## PASSAGE
_____

With Air France-KLM investing in SAS and possibly taking over TAP, is the European airline market on the eve of a major consolidation?
In the United States, aviation stakeholders have long talked about “the lost decade”, following 9/11. With the appetite for flying shrinking after that tragedy, the industry faced hard times. Terms and conditions for pilots and other employees worsened, which arguably contributed to the swing we see today.
However, the American airline industry also experienced a substantial consolidation in that decade – unlike their European counterparts. America West merged with U.S. Airways, which later merged with American Airlines. Delta and Northwest became an item, as did United and Continental. Even Southwest absorbed AirTran.
The European airline industry also faced some difficult years but to a much lesser extent. The sector did change shape, with low-cost carriers growing much more than traditional carriers. But the current, post-pandemic era looks set to bring more changes – which some in the industry have been predicting for a while.
SAS Finds New Investors (and Allies)
The most recent European airline woes involve SAS and TAP Air Portugal. SAS (Scandinavian Air System) first filed for bankruptcy protection last year. SAS had also been facing complex negotiations with its pilots and other employees at the same time.
The latest news around the troubled European airline is that it reached an important agreement with Air France-KLM. The latter will acquire a 20% stake in SAS. Lessor and investment firm CastleLake will also get a stake, of 32%. The same deal will see another 26% of the airline go to Denmark.
This process still needs approval from the Southern District of New York, where SAS is undergoing Chapter 11 bankruptcy proceedings. Existing investors in the airline could object, as they will receive little or no compensation in the proposed deal.

_____

## TASK
Write the next few paragraphs of the article on European airline consolidation, picking up after its final sentence.

_____

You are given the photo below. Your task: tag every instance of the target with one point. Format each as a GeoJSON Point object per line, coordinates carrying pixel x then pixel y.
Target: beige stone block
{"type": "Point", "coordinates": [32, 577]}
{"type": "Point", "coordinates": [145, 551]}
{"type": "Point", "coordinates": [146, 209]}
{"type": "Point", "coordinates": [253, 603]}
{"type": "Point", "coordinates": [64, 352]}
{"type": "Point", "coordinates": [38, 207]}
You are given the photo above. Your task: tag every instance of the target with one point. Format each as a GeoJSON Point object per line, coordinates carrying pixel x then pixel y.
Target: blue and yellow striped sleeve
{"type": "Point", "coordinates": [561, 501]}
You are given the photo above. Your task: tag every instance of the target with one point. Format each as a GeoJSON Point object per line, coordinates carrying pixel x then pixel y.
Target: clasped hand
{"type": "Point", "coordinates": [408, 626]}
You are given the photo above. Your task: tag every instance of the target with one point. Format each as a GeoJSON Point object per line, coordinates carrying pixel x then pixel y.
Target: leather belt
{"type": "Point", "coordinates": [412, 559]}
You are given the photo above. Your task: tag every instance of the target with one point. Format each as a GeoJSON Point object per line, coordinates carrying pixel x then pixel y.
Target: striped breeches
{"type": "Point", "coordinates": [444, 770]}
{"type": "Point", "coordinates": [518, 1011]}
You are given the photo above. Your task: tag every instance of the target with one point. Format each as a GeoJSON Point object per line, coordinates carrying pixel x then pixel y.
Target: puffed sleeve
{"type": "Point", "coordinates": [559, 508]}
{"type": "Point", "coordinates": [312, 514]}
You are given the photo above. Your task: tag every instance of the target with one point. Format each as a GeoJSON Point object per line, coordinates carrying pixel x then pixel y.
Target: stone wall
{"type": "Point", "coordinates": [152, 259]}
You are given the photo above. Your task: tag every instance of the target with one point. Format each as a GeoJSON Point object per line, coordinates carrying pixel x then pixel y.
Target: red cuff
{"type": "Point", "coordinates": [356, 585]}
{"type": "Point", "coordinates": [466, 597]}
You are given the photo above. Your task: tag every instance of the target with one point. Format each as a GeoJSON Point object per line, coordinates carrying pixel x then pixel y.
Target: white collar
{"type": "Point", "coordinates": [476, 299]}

_____

## TASK ANSWER
If the deal to save SAS goes ahead, it will feature another first. The European airline is currently a member of Star Alliance – and it will leave it, to join Skyteam. This would be the first time a founding member of an airline alliance will jump ship.
Other European Airline Woes – Old and New
This is far from an isolated story. After SAS, the Air France-KLM airline group has its sights on TAP Air Portugal – and could face competition from other European groups. Lufthansa could also compete for this carrier, and the same goes for IAG, owners of British Airways, Iberia, and others.
Other European airline trouble predates the pandemic. Italy’s Alitalia is no more, leaving ITA in its place. Norwegian Air Shuttle has morphed and regenerated, with offshoot Flyr failing earlier this year. Regional FlyBe tried to regenerate but ultimately failed. Iceland’s WOW went, and PLAY came.
All traditional European “flag” carriers have long been redefining their position in the continent’s airline market, as low-cost carriers grow more and more. The transition hasn’t been easy for any of them.
Fortunately, the pandemic didn’t bring the immediate eradication of many big names in the industry, as many feared. The airlines that suffered the worst, were those that were already facing trouble. But with the varying speeds of recovery, supply-chain woes, the war in Ukraine, and other challenges, the industry’s consolidation may have some way to go in this post-pandemic era.